TASK OBJECTIVE >> Would you mind restating all of the records word for word, skipping the pictures?

[DATA TO USE — start]

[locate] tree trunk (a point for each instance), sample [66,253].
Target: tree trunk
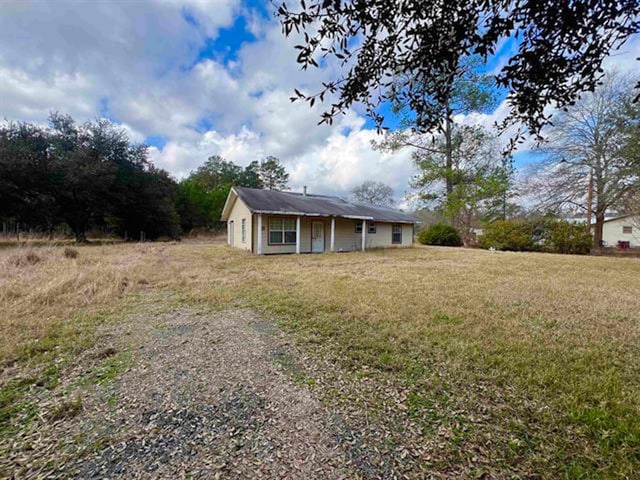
[448,152]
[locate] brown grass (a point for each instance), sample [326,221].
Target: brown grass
[528,362]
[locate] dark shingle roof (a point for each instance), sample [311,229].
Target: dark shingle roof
[272,201]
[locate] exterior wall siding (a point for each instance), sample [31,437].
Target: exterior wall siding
[240,211]
[612,232]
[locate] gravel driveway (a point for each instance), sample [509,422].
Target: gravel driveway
[214,395]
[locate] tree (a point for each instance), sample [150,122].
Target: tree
[82,176]
[592,163]
[251,175]
[470,91]
[470,188]
[408,52]
[201,196]
[272,174]
[376,193]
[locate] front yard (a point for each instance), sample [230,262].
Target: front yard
[427,361]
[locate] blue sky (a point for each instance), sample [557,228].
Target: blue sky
[194,78]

[DATA TO USE — finish]

TASK OUTPUT >>
[locate] tree trunk (a point for each instance), sample [66,253].
Target: tree trunk
[448,152]
[locate] brown grass (a point for each instance), sample [326,221].
Target: brown grass
[528,362]
[locate] dark shingle roof (a point for each instance), sample [311,229].
Target: dark shingle roof
[272,201]
[locate] exterior wall siding (a point for each instance), sample [31,437].
Target: exterior wall siding
[240,211]
[612,232]
[locate] gravel driveway (a point for each instance), sample [509,422].
Target: gravel driveway
[214,395]
[locate] tree (a point for each instance), sample [150,122].
Target: tree
[82,176]
[592,163]
[251,175]
[470,91]
[470,188]
[408,52]
[201,196]
[272,174]
[376,193]
[locate] front yard (a point for each instance), sample [230,262].
Target: front yard
[427,361]
[locate] blue sky (a point for each instance), sample [557,228].
Target: blue sky
[194,78]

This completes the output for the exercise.